**Task requirements**.
a – Echo the stretch of the Lois Plumb biography from "- Born: March" through "Toronto (Diploma, 1953)", copying it word for word.
b – Proceed with the biography of psychiatrist Lois Plumb, picking up right after its final sentence.

- Born: March 24, 1924 Brussels, Ontario, Canada
- Died: December 8, 2002 (aged 78)
- Education: Western University (M.D., 1946), University of Toronto (Diploma, 1953)
- Occupation: Psychiatrist
- Years active: 1946–1997
- Employer(s): Canadian Women’s Army Corps, Women’s College Hospital, University of Toronto, Ottawa Civic Hospital, Victoria Hospital

= Lois Plumb =

Canadian psychiatrist

Lois Marion Plumb (March 24, 1924 – December 8, 2002) was a Canadian psychiatrist. Plumb was the first Chief of Psychiatry at Toronto’s Women's College Hospital.

== Early life and education ==
Plumb was born in Brussels, Ontario on March 24, 1924. She attended Western University from 1942-1946, graduating with a medical degree from the Faculty of Medicine in 1946. She also served as a private in the Canadian Women's Army Corps from 1944–1946. According to her obituary in the Toronto Star, it was while she was volunteering at a veteran’s hospital in London that she became interested in psychiatry.

After obtaining her medical degree, she completed internships at Ottawa Civic Hospital (1946–1947) and Victoria Hospital, London, Ontario (1947–1948). From 1951-1953, Plumb completed post-graduate training at hospitals in Toronto. In 1953, she received a Diploma in Psychiatry from the University of Toronto.

== Career ==
Plumb joined the Department of Medicine at Women's College Hospital in 1956, where she worked as a specialist in psychiatry. Women’s College Hospital hired Plumb to lead the expansion of its inpatient and outpatient psychiatric services. In 1961, the Hospital established a Department of Psychiatry and named Plumb as its first Chief of Psychiatry. During her tenure, she expanded the size of the department and increased the diversity of programs available to women during different stages of life. She held the position of Chief of Psychiatry until 1973. After stepping down as Chief, Plumb remained a staff member in the Department of Psychiatry at Women's College Hospital until her retirement in 1997.

**Extracted information**.
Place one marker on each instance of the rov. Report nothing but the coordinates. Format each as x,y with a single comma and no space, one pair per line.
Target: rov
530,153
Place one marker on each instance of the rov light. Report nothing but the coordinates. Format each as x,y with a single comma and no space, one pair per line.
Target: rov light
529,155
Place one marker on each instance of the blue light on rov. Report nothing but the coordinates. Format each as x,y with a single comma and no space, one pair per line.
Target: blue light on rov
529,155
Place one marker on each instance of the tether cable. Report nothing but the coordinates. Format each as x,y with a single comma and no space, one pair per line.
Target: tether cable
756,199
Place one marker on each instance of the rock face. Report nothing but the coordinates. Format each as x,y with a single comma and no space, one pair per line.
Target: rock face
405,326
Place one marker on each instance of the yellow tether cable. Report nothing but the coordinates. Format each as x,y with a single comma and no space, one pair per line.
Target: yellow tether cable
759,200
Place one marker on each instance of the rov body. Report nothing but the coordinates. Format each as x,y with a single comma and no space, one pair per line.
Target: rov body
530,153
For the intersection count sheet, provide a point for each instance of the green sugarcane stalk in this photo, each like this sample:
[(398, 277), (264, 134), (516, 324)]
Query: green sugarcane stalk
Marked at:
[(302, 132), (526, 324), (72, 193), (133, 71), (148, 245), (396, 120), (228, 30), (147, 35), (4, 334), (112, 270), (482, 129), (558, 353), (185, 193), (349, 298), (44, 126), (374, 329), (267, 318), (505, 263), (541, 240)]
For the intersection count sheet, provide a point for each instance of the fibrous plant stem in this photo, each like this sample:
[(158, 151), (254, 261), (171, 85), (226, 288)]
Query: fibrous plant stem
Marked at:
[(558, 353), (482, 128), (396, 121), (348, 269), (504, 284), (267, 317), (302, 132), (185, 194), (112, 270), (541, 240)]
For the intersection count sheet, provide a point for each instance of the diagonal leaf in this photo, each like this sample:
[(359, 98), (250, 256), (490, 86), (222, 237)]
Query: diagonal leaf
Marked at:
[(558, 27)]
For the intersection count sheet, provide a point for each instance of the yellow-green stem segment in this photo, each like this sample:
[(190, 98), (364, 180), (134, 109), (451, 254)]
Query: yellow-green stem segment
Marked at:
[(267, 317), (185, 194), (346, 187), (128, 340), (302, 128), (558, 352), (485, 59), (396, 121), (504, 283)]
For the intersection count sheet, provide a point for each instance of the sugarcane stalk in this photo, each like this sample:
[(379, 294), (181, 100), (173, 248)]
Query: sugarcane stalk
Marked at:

**Responses to the exercise**.
a –
- Born: March 24, 1924 Brussels, Ontario, Canada
- Died: December 8, 2002 (aged 78)
- Education: Western University (M.D., 1946), University of Toronto (Diploma, 1953)

b –
Plumb also served as a visiting lecturer and a clinical teacher at the University of Toronto’s Department of Psychiatry, where her writings cautioned against viewing pregnancy as solely a “biological event.” She warned that by only focusing on anatomy and physiology, the emotional aspects of pregnancy are often overlooked. She explained that, for many women, pregnancy and motherhood can bring with it great psychological strain, including stress, depression, irritability, fatigue, and fear.

In addition to working at Women's College Hospital, Plumb opened a private medical practice in the 1960s, which she ran until her death.

== Personal life ==
In 1954, Lois Plumb married Arthur Detwiler, a psychologist. The couple had two children.

== Memberships ==
She was a member of several associations, including: the Ontario Medical Association, the Ontario Psychiatric Association and the Canadian Psychiatric Association.